Exercise aim: Scan the records below for the line with "[(309, 112), (152, 137), (152, 38), (126, 125)]" and the line with "Need: a dot on each instance of the car side". Repeat those two lines and every line between them exactly, and nothing else.

Material supplied:
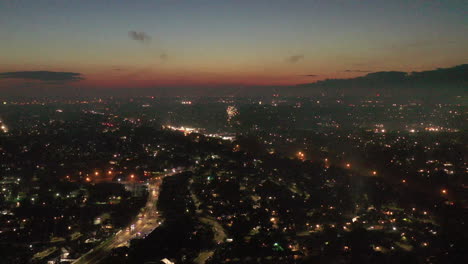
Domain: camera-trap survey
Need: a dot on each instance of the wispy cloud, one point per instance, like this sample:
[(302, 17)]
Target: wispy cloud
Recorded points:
[(47, 76), (356, 71), (295, 58), (139, 36)]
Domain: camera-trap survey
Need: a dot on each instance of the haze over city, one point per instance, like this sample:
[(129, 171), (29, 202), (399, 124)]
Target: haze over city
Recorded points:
[(233, 132)]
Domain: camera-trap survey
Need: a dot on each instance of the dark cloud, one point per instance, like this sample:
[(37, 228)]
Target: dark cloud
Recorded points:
[(47, 76), (356, 71), (139, 36), (164, 56), (438, 81), (294, 58)]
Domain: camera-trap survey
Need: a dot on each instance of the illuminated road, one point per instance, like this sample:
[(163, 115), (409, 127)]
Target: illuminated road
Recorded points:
[(144, 224)]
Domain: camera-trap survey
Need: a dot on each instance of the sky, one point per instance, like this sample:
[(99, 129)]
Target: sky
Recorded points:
[(171, 43)]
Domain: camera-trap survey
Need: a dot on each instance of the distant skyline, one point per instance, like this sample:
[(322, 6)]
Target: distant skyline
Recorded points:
[(136, 44)]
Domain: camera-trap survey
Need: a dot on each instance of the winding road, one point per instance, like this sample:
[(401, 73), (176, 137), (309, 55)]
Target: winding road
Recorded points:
[(143, 224)]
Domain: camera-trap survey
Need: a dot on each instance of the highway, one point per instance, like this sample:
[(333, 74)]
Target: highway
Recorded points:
[(141, 226)]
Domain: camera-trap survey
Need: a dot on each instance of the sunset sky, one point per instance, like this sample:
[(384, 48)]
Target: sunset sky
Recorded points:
[(116, 43)]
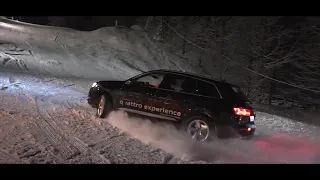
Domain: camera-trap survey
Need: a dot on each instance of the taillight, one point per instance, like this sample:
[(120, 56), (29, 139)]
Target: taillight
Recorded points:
[(242, 111)]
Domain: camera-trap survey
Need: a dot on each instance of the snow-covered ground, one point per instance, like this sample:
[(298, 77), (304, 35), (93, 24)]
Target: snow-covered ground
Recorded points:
[(45, 73)]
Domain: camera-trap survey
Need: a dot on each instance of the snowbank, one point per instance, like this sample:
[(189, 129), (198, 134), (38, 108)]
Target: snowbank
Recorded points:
[(106, 53)]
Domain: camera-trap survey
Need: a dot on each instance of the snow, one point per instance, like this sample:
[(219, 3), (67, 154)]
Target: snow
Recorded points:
[(45, 73)]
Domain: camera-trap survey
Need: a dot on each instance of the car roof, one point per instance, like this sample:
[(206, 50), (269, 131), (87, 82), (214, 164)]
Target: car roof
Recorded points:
[(198, 76)]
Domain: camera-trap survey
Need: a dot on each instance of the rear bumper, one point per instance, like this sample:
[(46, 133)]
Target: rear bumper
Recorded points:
[(246, 130)]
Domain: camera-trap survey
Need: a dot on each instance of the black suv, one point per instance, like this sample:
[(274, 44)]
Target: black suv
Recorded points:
[(200, 105)]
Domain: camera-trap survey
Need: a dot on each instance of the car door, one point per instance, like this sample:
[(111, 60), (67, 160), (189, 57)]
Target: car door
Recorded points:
[(135, 96), (176, 96)]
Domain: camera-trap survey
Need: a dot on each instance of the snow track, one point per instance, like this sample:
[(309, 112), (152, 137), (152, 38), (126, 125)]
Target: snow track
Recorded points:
[(45, 74)]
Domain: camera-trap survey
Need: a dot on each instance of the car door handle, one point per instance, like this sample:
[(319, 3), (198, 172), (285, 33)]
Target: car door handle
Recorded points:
[(186, 101)]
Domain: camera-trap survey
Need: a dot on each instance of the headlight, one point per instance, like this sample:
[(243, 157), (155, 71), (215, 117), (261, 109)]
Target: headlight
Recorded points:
[(94, 85)]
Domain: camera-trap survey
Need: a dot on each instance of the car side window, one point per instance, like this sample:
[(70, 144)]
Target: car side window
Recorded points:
[(179, 83), (151, 80), (207, 89)]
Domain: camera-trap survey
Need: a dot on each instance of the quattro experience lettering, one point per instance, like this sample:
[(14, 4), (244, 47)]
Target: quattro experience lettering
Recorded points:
[(150, 108)]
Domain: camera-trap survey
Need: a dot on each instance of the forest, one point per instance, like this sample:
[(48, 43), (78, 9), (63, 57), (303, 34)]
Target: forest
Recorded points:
[(275, 59)]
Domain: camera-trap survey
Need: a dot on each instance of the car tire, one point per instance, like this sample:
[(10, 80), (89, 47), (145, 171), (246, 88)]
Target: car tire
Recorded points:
[(104, 107), (212, 129)]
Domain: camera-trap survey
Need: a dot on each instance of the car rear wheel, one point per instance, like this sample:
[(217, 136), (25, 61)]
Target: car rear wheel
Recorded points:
[(104, 107), (200, 129)]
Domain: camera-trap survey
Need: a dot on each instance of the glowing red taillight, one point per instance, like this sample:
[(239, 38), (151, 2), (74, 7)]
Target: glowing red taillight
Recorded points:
[(242, 111)]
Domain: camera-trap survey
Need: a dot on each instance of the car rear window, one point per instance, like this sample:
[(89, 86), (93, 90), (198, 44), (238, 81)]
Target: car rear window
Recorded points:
[(239, 93), (230, 92)]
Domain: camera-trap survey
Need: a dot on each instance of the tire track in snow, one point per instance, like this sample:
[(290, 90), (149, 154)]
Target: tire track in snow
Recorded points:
[(75, 146)]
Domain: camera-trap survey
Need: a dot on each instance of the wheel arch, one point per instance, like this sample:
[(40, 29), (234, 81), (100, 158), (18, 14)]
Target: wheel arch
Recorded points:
[(108, 95)]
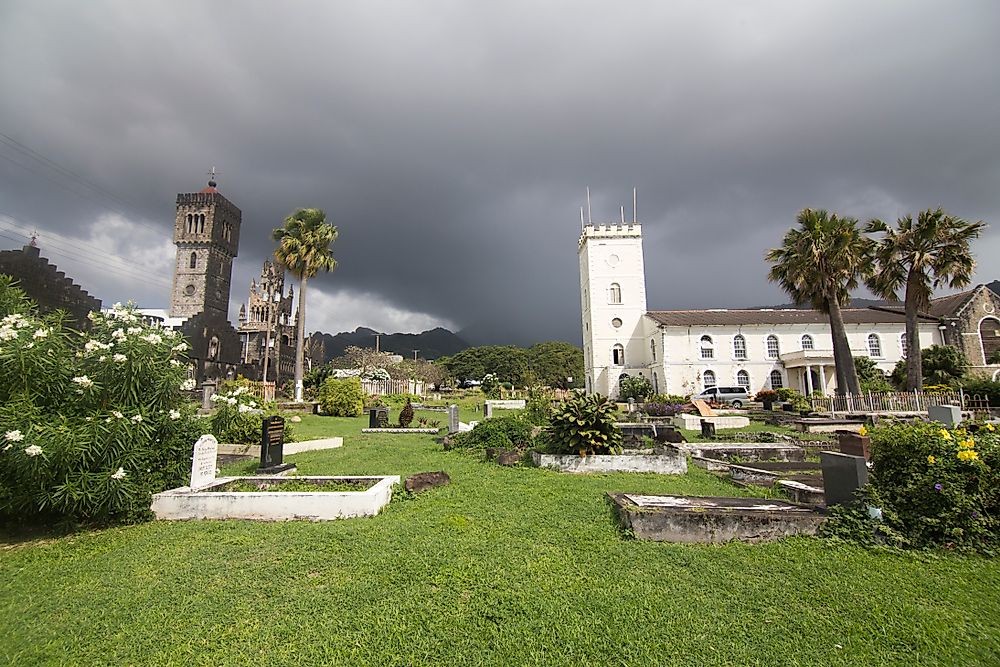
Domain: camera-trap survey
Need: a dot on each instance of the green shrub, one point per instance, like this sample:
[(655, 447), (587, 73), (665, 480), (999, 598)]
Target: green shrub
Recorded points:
[(635, 388), (507, 432), (239, 418), (90, 424), (584, 425), (937, 487), (342, 398)]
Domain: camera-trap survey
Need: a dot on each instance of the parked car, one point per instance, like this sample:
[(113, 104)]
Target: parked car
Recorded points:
[(735, 396)]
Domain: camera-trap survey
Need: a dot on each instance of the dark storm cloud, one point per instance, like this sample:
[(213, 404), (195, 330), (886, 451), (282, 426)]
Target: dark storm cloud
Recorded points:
[(452, 143)]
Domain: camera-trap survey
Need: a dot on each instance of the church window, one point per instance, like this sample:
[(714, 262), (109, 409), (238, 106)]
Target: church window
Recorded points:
[(874, 346), (708, 379), (707, 347), (743, 379), (772, 347), (739, 346)]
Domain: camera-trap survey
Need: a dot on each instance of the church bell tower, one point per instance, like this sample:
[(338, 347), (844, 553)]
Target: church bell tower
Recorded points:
[(207, 236)]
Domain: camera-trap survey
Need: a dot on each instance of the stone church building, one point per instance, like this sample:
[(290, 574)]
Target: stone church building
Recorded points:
[(685, 351)]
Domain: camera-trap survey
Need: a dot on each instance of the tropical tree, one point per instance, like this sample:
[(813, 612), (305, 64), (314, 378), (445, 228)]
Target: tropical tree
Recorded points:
[(921, 256), (819, 263), (304, 249)]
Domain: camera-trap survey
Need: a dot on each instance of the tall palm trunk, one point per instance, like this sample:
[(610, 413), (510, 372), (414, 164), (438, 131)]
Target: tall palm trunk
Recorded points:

Answer area:
[(309, 112), (152, 137), (152, 38), (126, 125)]
Target: snow track
Recorded points:
[(45, 74)]
Domain: camera-trap survey
Need: a dot on each instance of the car door handle, one point per instance, like this sample:
[(319, 3), (198, 172), (285, 33)]
Target: car door handle
Recorded points:
[(186, 101)]
Domain: camera-trap survey
Need: a dot on each instance of the headlight, one point per instance, like this sample:
[(243, 157), (155, 71), (215, 117), (261, 109)]
Target: headlight
Recorded points:
[(94, 85)]
Domain: camera-trap survey
Need: a dot on each instance of the car side window, one point per instance, like this sample:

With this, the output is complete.